ABOUT THIS EXERCISE:
Give back a single number: the count of lines in the data that contain the string "leaf".

----------

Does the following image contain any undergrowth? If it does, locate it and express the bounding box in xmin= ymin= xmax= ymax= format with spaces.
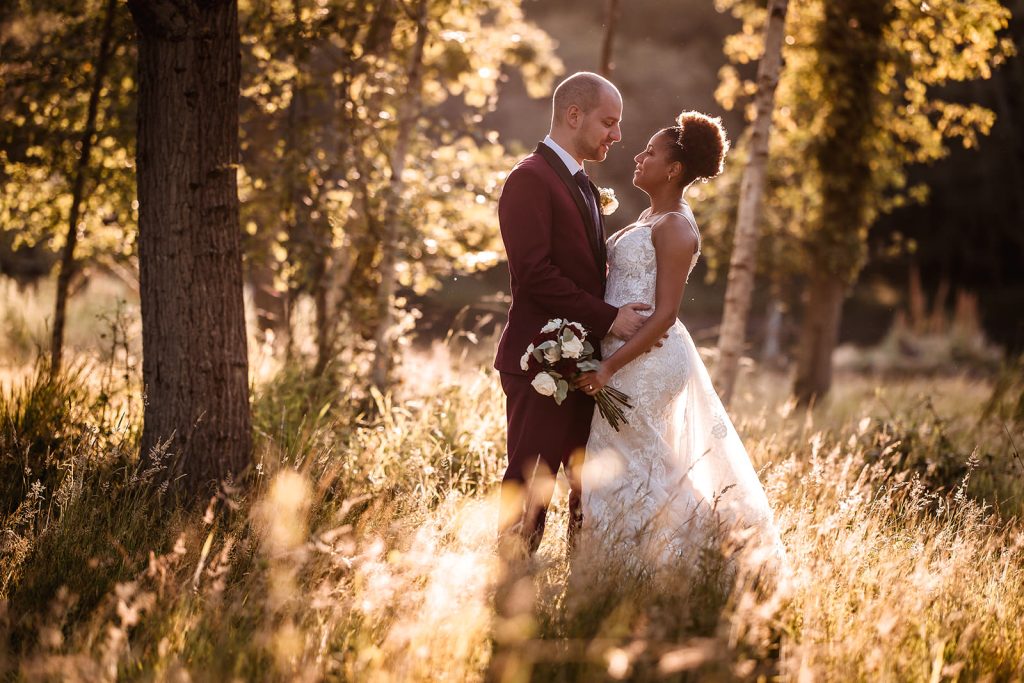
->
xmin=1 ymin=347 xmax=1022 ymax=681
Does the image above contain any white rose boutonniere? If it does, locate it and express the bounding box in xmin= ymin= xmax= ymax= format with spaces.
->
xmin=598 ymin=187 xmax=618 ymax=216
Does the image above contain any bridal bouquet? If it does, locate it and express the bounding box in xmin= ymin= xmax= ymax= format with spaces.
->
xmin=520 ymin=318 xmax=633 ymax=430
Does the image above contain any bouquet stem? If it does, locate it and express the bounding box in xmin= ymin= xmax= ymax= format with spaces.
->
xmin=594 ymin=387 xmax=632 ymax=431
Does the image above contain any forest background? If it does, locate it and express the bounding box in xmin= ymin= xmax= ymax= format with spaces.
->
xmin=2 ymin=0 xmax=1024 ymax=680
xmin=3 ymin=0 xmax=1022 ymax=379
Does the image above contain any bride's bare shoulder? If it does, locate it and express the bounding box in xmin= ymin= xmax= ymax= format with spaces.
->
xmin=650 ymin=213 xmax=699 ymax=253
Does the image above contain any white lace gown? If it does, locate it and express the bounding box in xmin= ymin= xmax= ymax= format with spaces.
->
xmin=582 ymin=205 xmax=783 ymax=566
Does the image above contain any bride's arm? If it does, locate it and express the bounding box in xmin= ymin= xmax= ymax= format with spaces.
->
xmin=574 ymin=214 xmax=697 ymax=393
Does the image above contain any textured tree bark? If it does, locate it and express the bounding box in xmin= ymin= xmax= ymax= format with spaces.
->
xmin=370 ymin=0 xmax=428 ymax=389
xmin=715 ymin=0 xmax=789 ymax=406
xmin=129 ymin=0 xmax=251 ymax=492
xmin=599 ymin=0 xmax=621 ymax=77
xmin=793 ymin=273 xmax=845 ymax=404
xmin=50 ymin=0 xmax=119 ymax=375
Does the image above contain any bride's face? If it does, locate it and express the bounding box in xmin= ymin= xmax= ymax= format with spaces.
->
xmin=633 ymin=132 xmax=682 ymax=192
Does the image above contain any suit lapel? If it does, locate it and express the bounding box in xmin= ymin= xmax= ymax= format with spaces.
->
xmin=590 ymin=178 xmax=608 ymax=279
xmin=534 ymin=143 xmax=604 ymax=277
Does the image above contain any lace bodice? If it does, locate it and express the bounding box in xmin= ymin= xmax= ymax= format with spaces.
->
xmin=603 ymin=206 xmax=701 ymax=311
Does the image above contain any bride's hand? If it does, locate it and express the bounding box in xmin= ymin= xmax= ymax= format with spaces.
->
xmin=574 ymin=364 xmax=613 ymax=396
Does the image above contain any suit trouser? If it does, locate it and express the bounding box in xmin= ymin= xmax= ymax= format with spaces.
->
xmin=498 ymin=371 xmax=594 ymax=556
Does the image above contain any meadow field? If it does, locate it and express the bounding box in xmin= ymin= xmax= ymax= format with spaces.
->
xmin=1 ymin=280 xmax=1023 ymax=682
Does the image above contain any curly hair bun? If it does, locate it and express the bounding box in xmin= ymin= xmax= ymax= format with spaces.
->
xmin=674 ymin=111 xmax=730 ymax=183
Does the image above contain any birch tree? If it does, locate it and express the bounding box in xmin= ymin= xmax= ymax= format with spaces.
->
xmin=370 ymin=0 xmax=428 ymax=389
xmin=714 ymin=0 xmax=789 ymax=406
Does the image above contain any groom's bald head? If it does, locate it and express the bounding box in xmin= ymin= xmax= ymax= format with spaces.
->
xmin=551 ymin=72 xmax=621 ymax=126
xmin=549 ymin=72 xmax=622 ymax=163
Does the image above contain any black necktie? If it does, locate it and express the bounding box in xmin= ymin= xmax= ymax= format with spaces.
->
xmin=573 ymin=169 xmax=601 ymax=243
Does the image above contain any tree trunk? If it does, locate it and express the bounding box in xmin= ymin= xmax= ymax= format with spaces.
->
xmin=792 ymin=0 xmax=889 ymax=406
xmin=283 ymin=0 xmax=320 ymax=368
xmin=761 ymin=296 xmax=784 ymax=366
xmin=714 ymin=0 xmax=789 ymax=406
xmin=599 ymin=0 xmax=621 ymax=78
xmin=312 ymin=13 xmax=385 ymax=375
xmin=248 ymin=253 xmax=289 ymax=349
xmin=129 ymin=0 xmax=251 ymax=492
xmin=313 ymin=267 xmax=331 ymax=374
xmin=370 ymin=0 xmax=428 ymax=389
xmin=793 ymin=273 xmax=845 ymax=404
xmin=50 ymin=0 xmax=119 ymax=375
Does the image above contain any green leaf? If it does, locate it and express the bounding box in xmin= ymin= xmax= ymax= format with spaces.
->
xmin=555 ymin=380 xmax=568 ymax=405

----------

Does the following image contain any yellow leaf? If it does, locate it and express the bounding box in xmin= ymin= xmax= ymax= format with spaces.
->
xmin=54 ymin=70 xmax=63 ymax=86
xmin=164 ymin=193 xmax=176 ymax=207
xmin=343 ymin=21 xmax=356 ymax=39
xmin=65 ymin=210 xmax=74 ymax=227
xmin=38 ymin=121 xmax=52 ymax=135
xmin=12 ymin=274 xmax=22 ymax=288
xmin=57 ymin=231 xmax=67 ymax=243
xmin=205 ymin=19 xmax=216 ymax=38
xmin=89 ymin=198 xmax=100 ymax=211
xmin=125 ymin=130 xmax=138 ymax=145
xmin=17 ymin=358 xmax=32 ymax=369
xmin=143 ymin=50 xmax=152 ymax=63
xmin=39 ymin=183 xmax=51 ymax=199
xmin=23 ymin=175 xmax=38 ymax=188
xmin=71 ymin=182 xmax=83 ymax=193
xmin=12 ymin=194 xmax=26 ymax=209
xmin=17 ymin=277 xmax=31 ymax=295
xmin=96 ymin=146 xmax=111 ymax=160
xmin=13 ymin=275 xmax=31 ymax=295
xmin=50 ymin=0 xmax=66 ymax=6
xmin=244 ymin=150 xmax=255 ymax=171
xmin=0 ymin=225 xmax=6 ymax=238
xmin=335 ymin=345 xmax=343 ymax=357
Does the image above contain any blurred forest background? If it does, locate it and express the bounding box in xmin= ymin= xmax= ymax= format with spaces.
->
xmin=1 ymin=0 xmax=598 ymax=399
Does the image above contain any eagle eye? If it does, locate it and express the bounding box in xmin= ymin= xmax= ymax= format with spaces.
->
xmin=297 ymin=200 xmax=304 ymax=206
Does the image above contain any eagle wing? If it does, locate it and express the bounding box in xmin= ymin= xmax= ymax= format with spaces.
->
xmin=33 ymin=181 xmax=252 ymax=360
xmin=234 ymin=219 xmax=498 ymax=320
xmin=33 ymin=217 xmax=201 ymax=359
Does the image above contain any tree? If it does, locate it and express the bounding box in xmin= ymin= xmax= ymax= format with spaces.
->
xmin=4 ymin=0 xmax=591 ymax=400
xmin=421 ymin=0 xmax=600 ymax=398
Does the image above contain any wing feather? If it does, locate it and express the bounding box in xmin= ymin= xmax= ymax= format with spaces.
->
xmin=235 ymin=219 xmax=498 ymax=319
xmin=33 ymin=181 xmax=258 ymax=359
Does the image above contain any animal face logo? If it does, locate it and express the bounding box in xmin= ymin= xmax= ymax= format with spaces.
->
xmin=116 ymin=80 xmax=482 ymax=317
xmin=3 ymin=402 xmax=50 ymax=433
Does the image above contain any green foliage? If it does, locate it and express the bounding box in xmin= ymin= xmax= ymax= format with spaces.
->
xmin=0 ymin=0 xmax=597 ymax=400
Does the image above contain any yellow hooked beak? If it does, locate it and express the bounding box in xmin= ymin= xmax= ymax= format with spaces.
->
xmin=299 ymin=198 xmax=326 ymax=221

----------

ANSWER SPACE:
2